Dookey Dash - case analysis

Bored Ape Yacht Club have difficult days of manual Dookey Dash score validation ahead of them. Regardless of how they do, it’s going to cause turmoil. This could all have been avoided if they haven’t made critical security mistakes. 

Dookey Dash is setting the standards on how to release an NFT game – right before our eyes. The roadmap of the game, the tension, the hype, the way Sewer Passes are distributed… It’s an impressive masterclass in NFT collection utility. Something future generations of projects will look up to. It’s also very well designed with consistent art style and well-crafted, polished animations. Having said that, there are massive architecture flaws in the way the game is implemented, which makes it way too easy for cheaters to hack the game, as well as add bots that ruin the fun in leaderboard competitions.

Before going any further – cheating and cheat prevention have always been a duel between developers and exploiters, and there are no perfect solutions that don’t hurt gameplay. However, there are certain steps that you simply have to take as a game developer. A major mistake made in Dookey Dash is taking the client-authoritative approach. Client authoritative gameplay refers to a type of game code architecture, where the client (i.e. device) is responsible for verifying user inputs and executing the whole game code. This approach reduces the load on the server (or eliminates the need of it), but it can also open up the possibility of cheating, since the client can manipulate its own data. There’s only so much you can do in terms of security. This is most likely what was exploited by 0xCygaar in their popular tweet. https://twitter.com/0xCygaar/status/1618298727663546370?s=20&t=-3WAhEDca8fmWnBwDJerqQ.

What’s happening is we’re seeing manipulated game code that is executed entirely on the client side. You can do this by modifying the game code in the browser, removing collisions, slowing down the simulation, etc. This approach could’ve been sufficient for cheating in a full client-authoritative design if there was no server-side validation done by Yugalabs (which is fortunately not the case). So let’s examine how this game was secured by Yugalabs. We are only posting this after public access to the game has been disabled (Feb 8th 2023), as we have no intention of helping cheaters exploit these potential vulnerabilities. 

Disclosure: this is based on my own research and gaming security experience. I could be wrong in some aspects, though. If you want to skip the tech part, go to part describing solution.

Dookey Dash is entirely client-authoritative with additional security mechanisms, meaning the whole game code is executed on player’s device (in the browser). This means, in general, you submit your score and security info to the server after the game has been played. Player’s level in the game (the layout of the sewer) is entirely deterministic, based on a seed that you get when starting a game. The seed comes in a form of a string that the server generates. A sample seed looks like this: 9e13a123-4342-7e4f-8afc-a25ba6ff6f71. After that, you’re playing the game in the browser.

------------------------------------------------

— Your goal —
Reproduce everything in the Dookey Dash case analysis from "Disclosure: this is" down to "part describing solution.".

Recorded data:
------------------------------------------------

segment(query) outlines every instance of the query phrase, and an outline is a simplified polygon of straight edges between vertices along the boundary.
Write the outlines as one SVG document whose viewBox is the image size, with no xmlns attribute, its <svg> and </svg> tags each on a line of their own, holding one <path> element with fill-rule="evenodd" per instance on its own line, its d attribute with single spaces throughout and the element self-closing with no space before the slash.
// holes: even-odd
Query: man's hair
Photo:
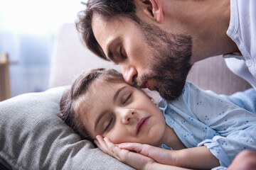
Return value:
<svg viewBox="0 0 256 170">
<path fill-rule="evenodd" d="M 80 135 L 82 139 L 93 141 L 85 128 L 85 123 L 76 113 L 76 107 L 80 107 L 79 98 L 85 95 L 90 86 L 94 86 L 96 80 L 103 80 L 107 82 L 124 82 L 121 73 L 114 69 L 102 68 L 92 69 L 88 73 L 83 72 L 72 84 L 70 89 L 65 91 L 60 101 L 60 117 L 65 123 Z"/>
<path fill-rule="evenodd" d="M 97 13 L 106 20 L 123 16 L 139 25 L 141 20 L 136 16 L 134 0 L 88 0 L 82 4 L 86 6 L 86 9 L 78 13 L 76 28 L 82 33 L 82 40 L 88 49 L 100 57 L 108 60 L 93 34 L 92 16 Z"/>
</svg>

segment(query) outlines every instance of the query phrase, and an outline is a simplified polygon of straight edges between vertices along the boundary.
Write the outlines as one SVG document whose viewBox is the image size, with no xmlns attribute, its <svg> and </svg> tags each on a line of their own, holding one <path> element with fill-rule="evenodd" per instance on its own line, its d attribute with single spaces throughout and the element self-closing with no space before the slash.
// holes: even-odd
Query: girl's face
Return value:
<svg viewBox="0 0 256 170">
<path fill-rule="evenodd" d="M 158 146 L 166 123 L 163 113 L 144 92 L 126 83 L 100 83 L 80 98 L 77 111 L 89 134 L 113 143 Z"/>
</svg>

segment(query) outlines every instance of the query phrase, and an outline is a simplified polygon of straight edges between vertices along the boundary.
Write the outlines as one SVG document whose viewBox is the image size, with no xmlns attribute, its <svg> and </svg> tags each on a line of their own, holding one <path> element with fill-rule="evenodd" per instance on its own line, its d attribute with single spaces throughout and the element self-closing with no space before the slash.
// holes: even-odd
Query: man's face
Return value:
<svg viewBox="0 0 256 170">
<path fill-rule="evenodd" d="M 168 33 L 124 17 L 105 20 L 95 14 L 92 30 L 107 57 L 121 67 L 124 80 L 156 90 L 171 100 L 183 89 L 191 64 L 191 38 Z"/>
<path fill-rule="evenodd" d="M 126 83 L 102 83 L 90 87 L 77 105 L 89 134 L 114 143 L 139 142 L 157 146 L 166 125 L 163 113 L 141 90 Z"/>
</svg>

------------------------------------------------

— Task output —
Disclosure: this is based on my own research and gaming security experience. I could be wrong in some aspects, though. If you want to skip the tech part, go to part describing solution.